Image location labeling entries:
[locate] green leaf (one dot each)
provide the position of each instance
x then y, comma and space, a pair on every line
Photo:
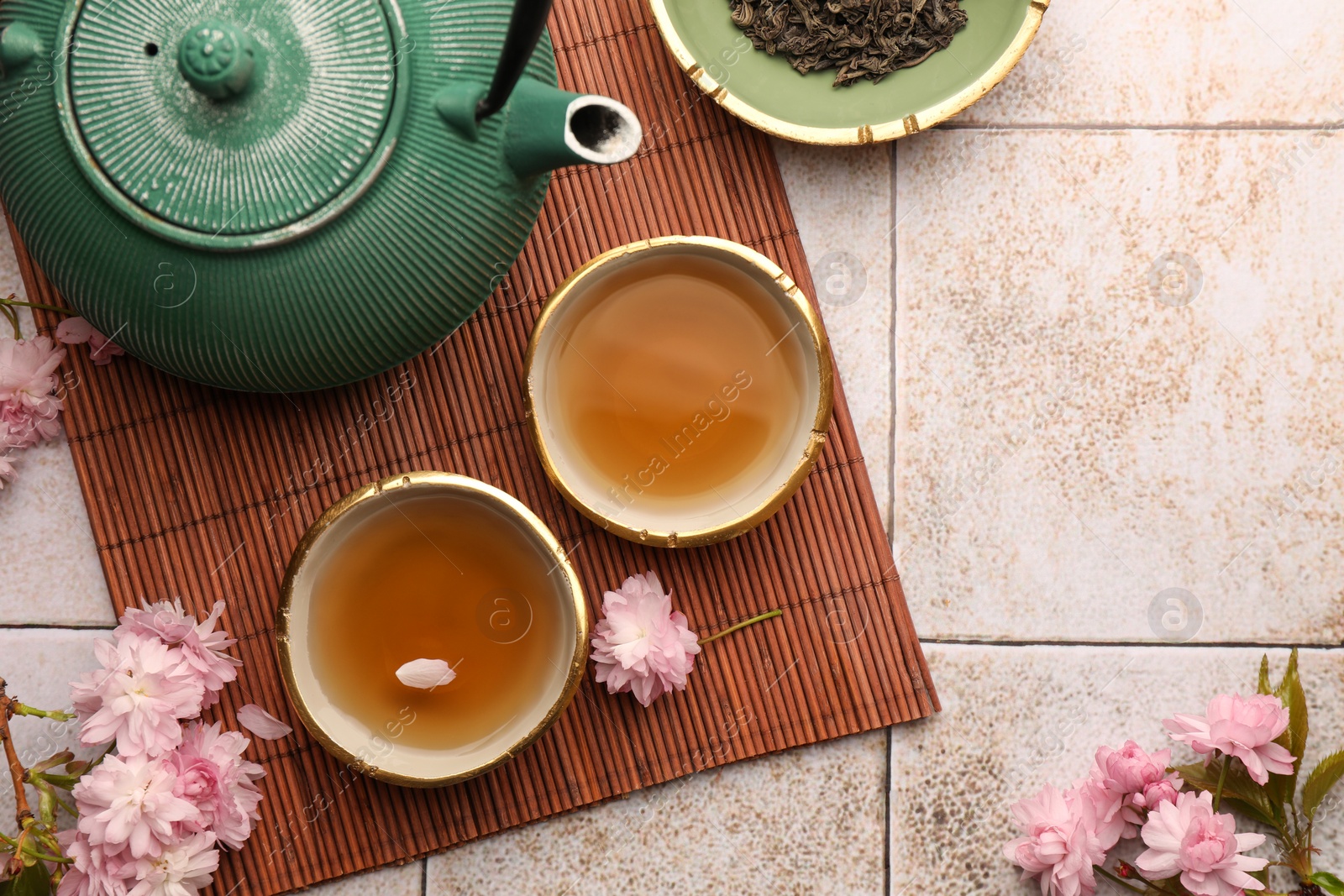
1265, 687
1294, 739
58, 759
33, 880
1330, 883
1326, 775
1240, 792
65, 782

*Task description*. Rewrite all of the records above with "instance" swapped for "occurrence" and every other line kept the same. Omit the pictures from your output.

*Result for this exercise*.
[locate] green leaf (one dot each)
provide the position of each occurrence
x then y, comma and space, a pair on every line
Photo:
1265, 687
1294, 739
58, 759
33, 880
1330, 883
1326, 775
1240, 792
65, 782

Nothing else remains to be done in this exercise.